*APPLY WHAT YOU READ:*
**1)** Decide whether each statement agrees with the induction announcement, answering yes or no and quoting the words of the text that settle it: (a) Wright will be the first U-M linguist inducted into the Edward A. Bouchet Graduate Honor Society. (b) Wright earned her master's degree at Maryville College. (c) Wright's Rackham Graduate School Scholar-Activist Award was for her work on linguistic discrimination in the housing market.
**2)** According to the induction announcement, what is the name of U-M's linguistic diversity initiative that Wright spearheaded?
**3)** From the induction announcement, return the passage starting at "The Linguistics Department" and ending at "Graduate Honor Society.", copied word for word.

:: SUPPLIED PASSAGE

The Linguistics Department is thrilled to announce that Linguistics PhD candidate
Kelly E. Wright will become the first U-M linguist to be inducted into the Edward A. Bouchet Graduate Honor Society.
All are invited to attend the Bouchet Honor Society Induction Celebration, to be held on Zoom from noon to 1:30 pm on Thursday,
Kelly is one of five people who will be inducted next Thursday. The 2021 Bouchet class also includes Maira A. Areguin (Women’s and Gender Studies and Psychology), Brooke E. Mason (Civil Engineering), Marissa M. Salazar (Psychology), and Chiamaka U. Ukachukwu (Pharmacology).
During the induction celebration, all inductees will give a brief presentation of their research. Read more about Kelly’s research below, as presented on the Bouchet invitation:
Kelly Elizabeth Wright is a candidate for the Ph.D in linguistics with a concentration in experimental sociolinguistics at the University of Michigan. Her research focuses on linguistic discrimination and its operation within our neurolinguistic system and across public institutions. Wright has been recognized as a Mellon Fellow in Publicly-Engaged Humanities, and received the Rackham Graduate School Scholar-Activist Award for her work on linguistic discrimination in the housing market. Wright received a B.A. in English literature from Maryville College and a master’s degree in linguistic theory and typology from the University of Kentucky, where she was a Royster Scholar. She continued to work fervently for language equality when she joined the University of Michigan by spearheading Language Matters, U-M’s linguistic diversity initiative. Today, she applies mixed methodologies—including neuroscience, ethnography, and machine learning—to understand the operation of dangerous language ideologies in the brain and in the world. Wright is a prolific public scholar, sharing widely her research about language discrimination and co-creating institutional solutions with international audiences and organizations. Ultimately, Wright aspires to be a lifelong educator, both in the classroom and by helping to unpack language stereotypes for various publics.

::::
:: EXERCISE DATA

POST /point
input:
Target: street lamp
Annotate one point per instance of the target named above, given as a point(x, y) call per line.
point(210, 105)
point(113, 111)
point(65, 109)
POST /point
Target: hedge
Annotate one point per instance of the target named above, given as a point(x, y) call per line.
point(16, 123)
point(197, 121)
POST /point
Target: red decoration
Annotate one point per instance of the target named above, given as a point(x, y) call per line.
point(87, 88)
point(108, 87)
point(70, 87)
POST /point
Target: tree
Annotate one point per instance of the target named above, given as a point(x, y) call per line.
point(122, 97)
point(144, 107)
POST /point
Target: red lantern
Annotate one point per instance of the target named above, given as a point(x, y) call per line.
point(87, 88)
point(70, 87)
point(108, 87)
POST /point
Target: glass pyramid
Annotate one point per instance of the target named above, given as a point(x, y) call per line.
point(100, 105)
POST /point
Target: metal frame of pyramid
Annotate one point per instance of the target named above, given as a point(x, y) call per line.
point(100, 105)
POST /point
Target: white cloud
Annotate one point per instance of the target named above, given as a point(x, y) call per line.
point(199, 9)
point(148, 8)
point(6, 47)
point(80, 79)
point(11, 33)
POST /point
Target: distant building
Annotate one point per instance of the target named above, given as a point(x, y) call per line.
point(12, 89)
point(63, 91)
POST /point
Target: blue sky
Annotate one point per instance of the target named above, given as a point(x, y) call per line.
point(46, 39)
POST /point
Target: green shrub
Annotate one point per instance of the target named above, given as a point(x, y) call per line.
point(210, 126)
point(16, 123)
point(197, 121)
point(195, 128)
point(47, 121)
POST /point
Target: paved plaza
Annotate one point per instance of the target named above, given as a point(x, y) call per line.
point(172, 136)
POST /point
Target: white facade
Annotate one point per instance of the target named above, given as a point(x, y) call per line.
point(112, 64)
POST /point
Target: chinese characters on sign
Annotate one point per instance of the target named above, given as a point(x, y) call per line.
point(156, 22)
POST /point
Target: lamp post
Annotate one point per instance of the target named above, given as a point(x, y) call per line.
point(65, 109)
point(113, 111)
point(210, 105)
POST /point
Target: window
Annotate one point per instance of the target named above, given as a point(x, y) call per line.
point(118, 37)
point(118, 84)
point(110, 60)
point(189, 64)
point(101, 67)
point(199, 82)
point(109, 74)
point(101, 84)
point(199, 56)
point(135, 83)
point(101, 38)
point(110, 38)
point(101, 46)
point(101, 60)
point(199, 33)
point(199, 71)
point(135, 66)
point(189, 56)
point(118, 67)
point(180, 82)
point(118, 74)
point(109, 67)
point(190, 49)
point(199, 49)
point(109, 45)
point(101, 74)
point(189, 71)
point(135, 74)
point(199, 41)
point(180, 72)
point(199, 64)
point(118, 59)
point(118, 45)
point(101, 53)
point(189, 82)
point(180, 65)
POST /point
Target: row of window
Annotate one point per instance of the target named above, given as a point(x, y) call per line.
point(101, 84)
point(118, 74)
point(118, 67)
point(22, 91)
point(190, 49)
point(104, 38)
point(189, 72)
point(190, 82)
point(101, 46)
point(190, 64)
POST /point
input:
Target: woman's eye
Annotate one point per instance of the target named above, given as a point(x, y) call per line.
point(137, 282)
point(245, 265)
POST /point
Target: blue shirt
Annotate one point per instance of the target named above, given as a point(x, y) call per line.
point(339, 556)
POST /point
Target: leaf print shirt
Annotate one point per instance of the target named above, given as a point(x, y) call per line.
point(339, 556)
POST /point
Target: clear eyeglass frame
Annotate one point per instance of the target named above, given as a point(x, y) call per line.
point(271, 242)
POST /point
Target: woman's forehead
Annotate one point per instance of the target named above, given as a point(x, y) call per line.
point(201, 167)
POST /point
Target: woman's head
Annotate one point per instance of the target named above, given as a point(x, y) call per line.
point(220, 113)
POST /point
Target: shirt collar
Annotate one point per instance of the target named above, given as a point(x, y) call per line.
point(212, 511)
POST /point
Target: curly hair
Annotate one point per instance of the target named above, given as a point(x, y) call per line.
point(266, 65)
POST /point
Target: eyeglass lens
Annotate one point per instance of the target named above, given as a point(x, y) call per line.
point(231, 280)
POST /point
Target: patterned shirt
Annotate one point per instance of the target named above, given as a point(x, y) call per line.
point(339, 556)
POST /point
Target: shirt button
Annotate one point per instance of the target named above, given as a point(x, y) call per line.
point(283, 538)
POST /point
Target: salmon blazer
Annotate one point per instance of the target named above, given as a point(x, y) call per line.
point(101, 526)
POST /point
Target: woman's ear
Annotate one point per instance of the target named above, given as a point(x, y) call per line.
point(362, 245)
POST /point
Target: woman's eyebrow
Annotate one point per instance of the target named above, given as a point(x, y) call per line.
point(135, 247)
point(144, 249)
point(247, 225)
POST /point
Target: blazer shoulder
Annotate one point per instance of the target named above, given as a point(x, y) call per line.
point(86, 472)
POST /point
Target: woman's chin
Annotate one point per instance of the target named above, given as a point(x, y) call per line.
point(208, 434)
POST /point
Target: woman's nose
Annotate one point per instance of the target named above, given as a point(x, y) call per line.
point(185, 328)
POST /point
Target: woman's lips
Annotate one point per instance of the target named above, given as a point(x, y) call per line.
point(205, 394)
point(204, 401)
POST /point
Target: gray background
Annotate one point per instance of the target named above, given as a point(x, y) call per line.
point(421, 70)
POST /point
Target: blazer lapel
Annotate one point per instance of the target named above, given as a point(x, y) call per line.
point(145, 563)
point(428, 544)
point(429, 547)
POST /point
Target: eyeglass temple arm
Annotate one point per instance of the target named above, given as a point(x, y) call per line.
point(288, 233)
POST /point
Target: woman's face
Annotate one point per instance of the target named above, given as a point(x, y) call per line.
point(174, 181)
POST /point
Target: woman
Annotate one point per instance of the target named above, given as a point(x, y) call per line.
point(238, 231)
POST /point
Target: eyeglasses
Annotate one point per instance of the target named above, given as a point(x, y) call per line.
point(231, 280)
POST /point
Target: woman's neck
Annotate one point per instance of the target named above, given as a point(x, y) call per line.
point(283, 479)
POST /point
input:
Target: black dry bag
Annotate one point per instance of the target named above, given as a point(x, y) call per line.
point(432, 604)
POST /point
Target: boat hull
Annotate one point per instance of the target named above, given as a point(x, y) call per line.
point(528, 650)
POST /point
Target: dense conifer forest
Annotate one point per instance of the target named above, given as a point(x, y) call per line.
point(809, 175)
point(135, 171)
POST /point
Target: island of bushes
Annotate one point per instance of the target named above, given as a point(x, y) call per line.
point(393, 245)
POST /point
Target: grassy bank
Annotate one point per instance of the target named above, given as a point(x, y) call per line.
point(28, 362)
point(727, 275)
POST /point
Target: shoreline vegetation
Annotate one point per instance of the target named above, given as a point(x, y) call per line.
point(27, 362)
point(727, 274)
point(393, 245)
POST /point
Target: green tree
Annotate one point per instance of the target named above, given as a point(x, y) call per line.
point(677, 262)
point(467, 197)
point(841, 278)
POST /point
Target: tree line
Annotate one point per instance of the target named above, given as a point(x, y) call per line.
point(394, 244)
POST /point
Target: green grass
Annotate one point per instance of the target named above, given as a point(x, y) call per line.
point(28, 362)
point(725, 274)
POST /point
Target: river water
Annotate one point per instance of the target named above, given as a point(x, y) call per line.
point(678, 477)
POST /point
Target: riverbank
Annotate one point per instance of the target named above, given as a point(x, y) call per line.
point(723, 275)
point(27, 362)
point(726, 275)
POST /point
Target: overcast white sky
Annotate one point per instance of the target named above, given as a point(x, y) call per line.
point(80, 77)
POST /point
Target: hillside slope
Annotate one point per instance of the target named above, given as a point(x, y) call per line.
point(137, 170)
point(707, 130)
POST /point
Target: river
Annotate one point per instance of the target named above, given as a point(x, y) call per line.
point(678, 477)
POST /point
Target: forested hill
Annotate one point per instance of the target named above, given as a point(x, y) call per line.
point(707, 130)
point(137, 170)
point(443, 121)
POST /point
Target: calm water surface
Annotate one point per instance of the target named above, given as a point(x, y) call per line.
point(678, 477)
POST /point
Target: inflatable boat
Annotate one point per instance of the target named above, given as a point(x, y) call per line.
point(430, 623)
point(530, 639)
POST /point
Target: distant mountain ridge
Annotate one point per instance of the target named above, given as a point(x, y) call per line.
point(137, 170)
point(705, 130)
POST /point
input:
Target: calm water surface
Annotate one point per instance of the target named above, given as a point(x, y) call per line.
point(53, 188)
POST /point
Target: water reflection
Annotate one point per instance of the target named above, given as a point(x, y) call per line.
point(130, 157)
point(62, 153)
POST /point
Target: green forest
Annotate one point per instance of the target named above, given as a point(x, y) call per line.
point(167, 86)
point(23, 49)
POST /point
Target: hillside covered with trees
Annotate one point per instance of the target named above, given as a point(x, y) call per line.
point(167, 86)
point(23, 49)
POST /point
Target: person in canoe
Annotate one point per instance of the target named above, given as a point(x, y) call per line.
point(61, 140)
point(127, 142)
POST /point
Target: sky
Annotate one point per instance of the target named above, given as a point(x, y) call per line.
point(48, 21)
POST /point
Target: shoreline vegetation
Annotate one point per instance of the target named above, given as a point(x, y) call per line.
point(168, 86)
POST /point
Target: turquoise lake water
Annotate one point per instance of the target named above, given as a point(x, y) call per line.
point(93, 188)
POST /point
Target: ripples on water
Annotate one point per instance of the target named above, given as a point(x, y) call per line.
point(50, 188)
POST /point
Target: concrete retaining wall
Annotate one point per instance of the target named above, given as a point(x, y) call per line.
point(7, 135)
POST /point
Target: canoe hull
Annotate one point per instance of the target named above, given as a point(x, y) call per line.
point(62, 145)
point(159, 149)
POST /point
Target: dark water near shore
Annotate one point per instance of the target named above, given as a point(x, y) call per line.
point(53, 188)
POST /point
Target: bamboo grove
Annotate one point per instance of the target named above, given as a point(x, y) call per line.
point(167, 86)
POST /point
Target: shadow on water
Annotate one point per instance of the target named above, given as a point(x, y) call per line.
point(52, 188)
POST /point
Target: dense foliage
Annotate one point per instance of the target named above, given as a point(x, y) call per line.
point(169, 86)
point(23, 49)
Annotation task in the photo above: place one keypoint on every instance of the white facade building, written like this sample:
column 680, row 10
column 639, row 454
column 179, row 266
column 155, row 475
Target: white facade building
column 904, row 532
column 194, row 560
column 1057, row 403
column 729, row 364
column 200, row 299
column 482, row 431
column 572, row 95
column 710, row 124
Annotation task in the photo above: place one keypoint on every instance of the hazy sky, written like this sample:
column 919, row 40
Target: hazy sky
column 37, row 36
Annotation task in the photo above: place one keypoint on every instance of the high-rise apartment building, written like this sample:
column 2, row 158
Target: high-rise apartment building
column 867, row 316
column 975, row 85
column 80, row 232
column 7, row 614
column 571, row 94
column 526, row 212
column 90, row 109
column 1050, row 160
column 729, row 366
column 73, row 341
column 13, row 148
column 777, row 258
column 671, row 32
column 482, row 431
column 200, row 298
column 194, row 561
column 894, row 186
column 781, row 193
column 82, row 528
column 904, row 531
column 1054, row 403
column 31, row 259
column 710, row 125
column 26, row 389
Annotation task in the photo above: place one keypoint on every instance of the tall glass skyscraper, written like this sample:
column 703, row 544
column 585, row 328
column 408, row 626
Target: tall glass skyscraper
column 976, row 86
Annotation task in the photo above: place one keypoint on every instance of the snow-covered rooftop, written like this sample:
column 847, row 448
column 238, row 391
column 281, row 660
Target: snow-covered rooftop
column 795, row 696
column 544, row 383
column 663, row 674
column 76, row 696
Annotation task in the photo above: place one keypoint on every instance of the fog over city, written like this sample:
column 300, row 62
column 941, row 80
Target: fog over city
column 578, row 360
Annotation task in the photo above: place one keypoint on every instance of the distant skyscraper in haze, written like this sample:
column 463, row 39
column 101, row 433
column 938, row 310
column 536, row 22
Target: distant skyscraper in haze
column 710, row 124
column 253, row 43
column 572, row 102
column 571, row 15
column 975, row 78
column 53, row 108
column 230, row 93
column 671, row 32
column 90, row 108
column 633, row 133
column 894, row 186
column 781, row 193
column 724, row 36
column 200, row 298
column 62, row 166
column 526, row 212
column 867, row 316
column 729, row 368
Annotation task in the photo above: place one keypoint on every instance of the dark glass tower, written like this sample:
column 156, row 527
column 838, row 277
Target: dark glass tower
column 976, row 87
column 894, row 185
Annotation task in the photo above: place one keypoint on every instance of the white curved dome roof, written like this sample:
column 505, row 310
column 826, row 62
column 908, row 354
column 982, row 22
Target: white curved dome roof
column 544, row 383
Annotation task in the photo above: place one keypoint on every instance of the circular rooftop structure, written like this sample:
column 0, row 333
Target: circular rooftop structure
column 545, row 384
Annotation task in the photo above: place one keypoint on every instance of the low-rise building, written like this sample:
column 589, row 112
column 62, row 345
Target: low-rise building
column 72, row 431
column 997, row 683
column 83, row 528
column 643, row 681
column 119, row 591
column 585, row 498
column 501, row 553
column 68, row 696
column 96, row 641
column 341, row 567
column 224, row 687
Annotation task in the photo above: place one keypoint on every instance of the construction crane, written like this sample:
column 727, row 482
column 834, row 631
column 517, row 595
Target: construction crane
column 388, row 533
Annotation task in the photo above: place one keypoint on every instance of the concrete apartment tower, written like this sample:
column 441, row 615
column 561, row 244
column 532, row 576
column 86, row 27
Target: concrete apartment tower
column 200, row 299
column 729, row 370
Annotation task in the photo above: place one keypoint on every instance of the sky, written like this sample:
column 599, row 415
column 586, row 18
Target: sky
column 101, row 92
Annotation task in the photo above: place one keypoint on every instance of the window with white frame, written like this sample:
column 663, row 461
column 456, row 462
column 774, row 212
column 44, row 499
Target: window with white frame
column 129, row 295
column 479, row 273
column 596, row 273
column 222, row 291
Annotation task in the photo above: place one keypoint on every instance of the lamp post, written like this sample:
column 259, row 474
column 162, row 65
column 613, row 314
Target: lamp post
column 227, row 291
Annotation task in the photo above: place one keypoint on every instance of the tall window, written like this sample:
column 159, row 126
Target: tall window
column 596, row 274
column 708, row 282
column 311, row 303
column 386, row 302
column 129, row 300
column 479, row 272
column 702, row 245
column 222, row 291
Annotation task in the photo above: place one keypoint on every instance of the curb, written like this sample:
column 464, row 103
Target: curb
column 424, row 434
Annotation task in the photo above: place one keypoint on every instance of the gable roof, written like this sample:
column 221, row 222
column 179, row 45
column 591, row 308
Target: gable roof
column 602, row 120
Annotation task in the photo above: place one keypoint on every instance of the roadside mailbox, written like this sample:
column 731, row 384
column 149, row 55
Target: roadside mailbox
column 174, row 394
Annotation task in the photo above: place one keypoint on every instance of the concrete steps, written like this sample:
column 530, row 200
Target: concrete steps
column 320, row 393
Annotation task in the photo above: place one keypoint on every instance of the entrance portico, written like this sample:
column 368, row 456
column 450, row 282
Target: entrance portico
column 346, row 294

::::

*RESULTS FOR EACH TASK:*
**1)**
(a) Yes: "Kelly E. Wright will become the first U-M linguist to be inducted into the Edward A. Bouchet Graduate Honor Society."
(b) No: "Wright received a B.A. in English literature from Maryville College and a master’s degree in linguistic theory and typology from the University of Kentucky"
(c) Yes: "received the Rackham Graduate School Scholar-Activist Award for her work on linguistic discrimination in the housing market."

**2)** Language Matters.

**3)**
The Linguistics Department is thrilled to announce that Linguistics PhD candidate
Kelly E. Wright will become the first U-M linguist to be inducted into the Edward A. Bouchet Graduate Honor Society.